EXERCISE BRIEF: Count the lines in the entries below that contain the word "Please" and give only that number.

ENTRIES SUPPLIED:
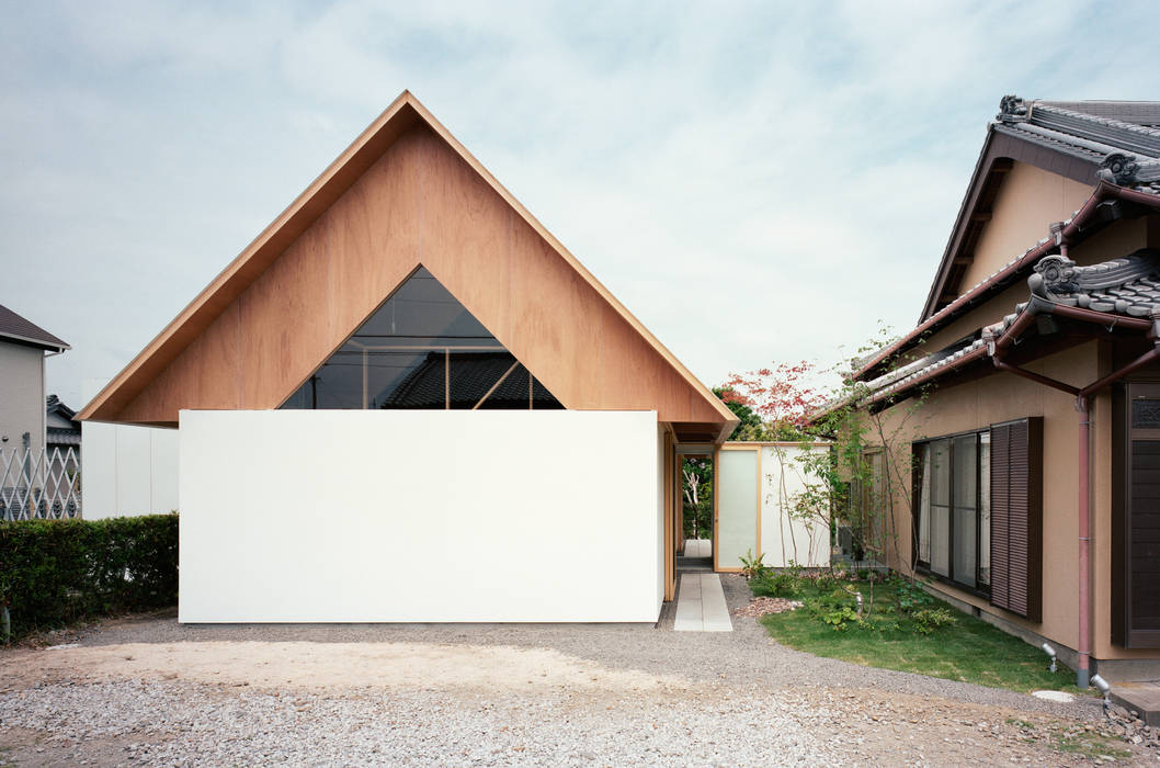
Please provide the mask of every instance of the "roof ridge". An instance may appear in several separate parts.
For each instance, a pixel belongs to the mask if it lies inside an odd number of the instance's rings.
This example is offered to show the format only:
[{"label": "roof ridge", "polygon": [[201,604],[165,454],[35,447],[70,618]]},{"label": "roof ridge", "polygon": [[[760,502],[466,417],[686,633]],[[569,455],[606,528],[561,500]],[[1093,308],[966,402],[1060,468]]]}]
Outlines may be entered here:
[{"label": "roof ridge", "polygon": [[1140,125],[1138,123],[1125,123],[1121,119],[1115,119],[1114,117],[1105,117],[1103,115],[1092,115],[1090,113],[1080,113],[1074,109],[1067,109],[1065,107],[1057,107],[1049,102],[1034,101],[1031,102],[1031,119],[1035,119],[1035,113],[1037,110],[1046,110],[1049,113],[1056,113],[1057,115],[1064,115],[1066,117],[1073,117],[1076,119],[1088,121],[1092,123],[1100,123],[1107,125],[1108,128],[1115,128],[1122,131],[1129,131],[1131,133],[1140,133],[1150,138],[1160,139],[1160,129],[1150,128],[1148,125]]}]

--

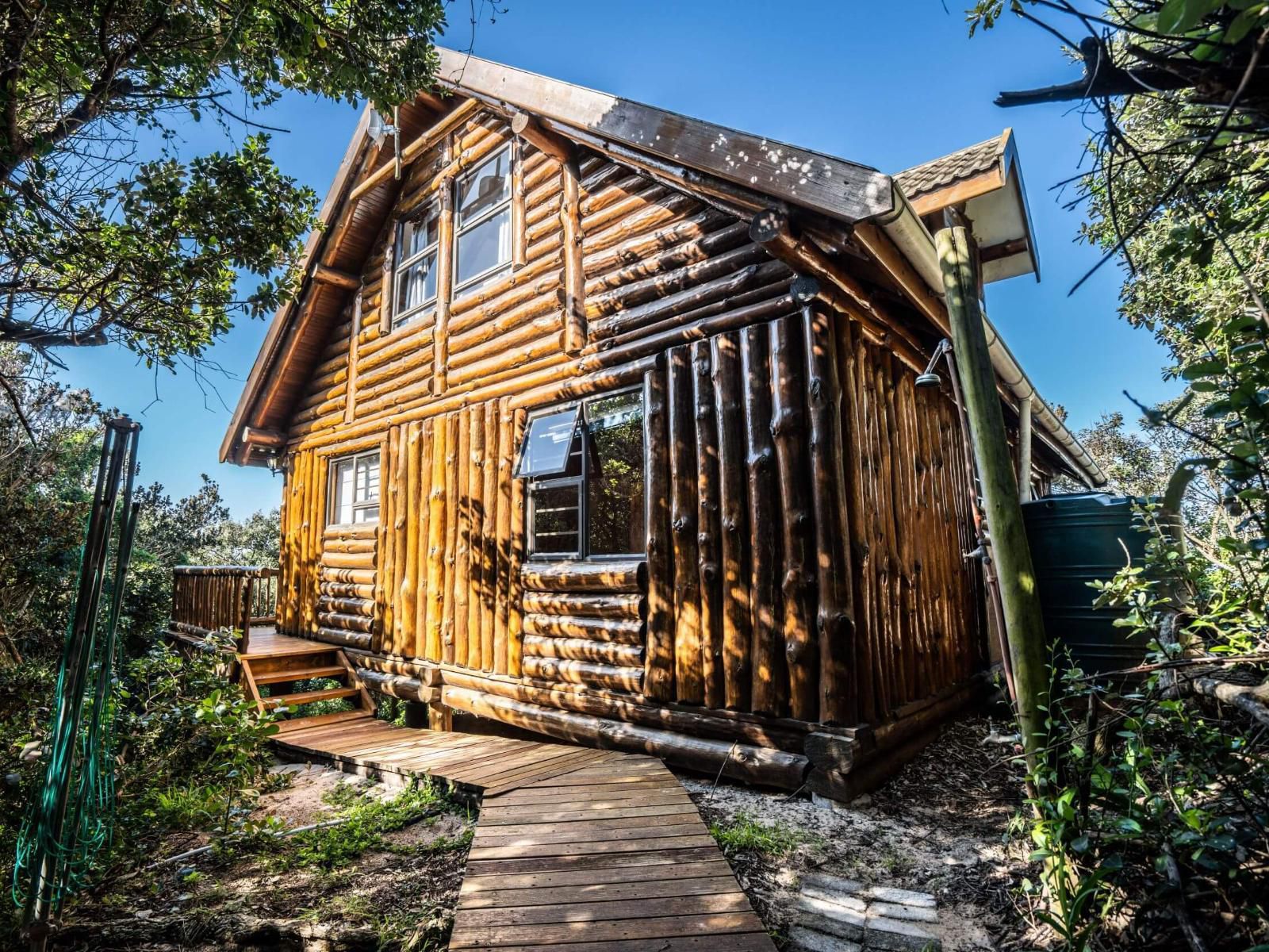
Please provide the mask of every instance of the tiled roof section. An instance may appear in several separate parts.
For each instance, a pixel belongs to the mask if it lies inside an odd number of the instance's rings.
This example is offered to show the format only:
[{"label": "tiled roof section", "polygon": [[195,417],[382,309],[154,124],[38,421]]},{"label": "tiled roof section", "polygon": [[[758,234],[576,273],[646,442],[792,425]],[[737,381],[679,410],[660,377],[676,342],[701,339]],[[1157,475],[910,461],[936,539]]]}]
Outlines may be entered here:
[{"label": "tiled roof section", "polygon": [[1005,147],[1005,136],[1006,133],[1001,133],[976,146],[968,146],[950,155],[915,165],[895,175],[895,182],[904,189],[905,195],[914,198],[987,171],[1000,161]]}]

SOLUTION FOR THIS PROBLEM: 2